What this task involves:
Go through the data below and retype all of it exactly.

Records to use:

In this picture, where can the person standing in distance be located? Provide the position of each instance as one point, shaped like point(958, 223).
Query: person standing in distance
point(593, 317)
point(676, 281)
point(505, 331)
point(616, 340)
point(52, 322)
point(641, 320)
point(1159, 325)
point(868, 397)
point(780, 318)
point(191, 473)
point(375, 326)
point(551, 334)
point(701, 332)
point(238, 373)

Answer section:
In this picture, where can the person standing in distance be located? Provide the position of each instance as one point, shaped like point(958, 223).
Query: person standing in distance
point(593, 317)
point(676, 281)
point(505, 331)
point(616, 340)
point(52, 322)
point(641, 320)
point(1159, 325)
point(868, 397)
point(780, 318)
point(191, 473)
point(375, 326)
point(551, 334)
point(701, 332)
point(238, 373)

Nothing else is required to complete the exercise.